[Stored items]

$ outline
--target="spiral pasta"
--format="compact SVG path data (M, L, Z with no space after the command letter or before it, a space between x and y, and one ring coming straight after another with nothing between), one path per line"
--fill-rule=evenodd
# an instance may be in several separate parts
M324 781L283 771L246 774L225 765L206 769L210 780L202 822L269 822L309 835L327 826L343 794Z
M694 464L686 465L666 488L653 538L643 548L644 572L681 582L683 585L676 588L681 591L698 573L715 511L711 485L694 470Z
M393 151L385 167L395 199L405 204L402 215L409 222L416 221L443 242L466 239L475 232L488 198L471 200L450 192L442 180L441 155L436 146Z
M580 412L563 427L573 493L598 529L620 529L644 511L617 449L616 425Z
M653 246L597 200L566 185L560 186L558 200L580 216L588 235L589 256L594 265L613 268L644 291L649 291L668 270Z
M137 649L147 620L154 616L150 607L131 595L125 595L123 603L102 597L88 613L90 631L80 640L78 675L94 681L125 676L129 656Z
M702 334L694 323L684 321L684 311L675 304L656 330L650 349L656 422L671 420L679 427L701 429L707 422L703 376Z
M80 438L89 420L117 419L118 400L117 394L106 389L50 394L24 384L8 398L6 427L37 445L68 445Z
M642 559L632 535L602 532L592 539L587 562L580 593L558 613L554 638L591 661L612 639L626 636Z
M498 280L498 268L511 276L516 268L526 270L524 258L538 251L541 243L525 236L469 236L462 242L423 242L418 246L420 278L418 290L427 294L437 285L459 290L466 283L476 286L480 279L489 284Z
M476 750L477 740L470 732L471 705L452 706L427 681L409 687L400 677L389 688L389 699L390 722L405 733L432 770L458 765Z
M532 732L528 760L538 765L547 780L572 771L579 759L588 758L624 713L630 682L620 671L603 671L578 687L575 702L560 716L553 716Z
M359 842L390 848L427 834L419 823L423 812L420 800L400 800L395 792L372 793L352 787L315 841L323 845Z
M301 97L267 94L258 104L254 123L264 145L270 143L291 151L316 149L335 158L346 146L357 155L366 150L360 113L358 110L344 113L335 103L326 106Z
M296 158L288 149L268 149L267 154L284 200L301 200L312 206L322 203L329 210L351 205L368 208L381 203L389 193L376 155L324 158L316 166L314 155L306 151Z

● **Written task**
Rewrite the rows above, substituting "rotini" for "spiral pasta" and keeping everything else the same.

● **Exercise result**
$ outline
--target="rotini"
--format="compact SVG path data (M, L, Z with no space after the command letter or before it, a space between x and y, and one ring coming straight after another with nothing between), one path per line"
--fill-rule=evenodd
# an instance may be in several separate parts
M324 781L283 771L246 774L225 765L206 769L210 780L202 822L269 822L309 835L327 826L343 794Z
M694 464L686 465L666 488L653 538L643 548L644 572L681 582L683 585L676 588L681 591L698 573L715 511L711 485L694 470Z
M393 151L385 167L395 199L405 204L402 215L409 222L416 221L443 242L466 239L475 232L488 198L471 200L450 192L442 180L441 155L436 146Z
M580 412L563 427L573 493L598 529L620 529L644 511L617 449L616 425Z
M653 246L597 200L566 185L560 186L558 200L580 216L588 235L589 256L594 265L613 268L644 291L649 291L668 270Z
M137 649L147 620L154 616L150 607L131 595L125 595L123 603L102 597L88 613L90 631L80 640L78 675L94 681L125 676L129 656Z
M702 334L694 323L684 321L684 311L675 304L656 330L650 349L656 422L671 420L679 427L701 429L707 422L703 376Z
M80 438L89 420L117 419L118 400L117 394L106 389L50 394L24 384L8 398L6 427L37 445L68 445Z
M642 559L632 535L602 532L592 539L587 562L580 593L558 613L554 638L591 661L612 639L626 636Z
M498 280L498 268L511 276L516 268L526 270L524 258L538 251L541 243L525 236L469 236L462 242L423 242L418 246L420 278L418 290L427 294L437 285L459 290L466 283L476 286L480 279L489 284Z
M476 750L477 740L470 732L471 705L452 706L427 681L409 687L400 677L389 688L389 699L390 722L405 733L432 770L458 765Z
M532 732L528 760L538 765L547 780L572 771L579 759L588 758L624 713L630 682L620 671L603 671L578 687L575 702L560 716L553 716Z
M359 842L390 848L427 834L419 823L423 812L420 800L400 800L395 792L372 793L352 787L315 841L323 845Z
M301 97L267 94L258 104L254 123L264 145L270 143L291 151L316 149L335 158L346 146L357 155L366 150L360 113L358 110L344 113L335 103L326 106Z
M296 158L288 149L268 149L267 154L284 200L301 200L312 206L322 203L329 210L351 205L368 208L381 203L389 193L376 155L324 158L316 166L314 155L306 151Z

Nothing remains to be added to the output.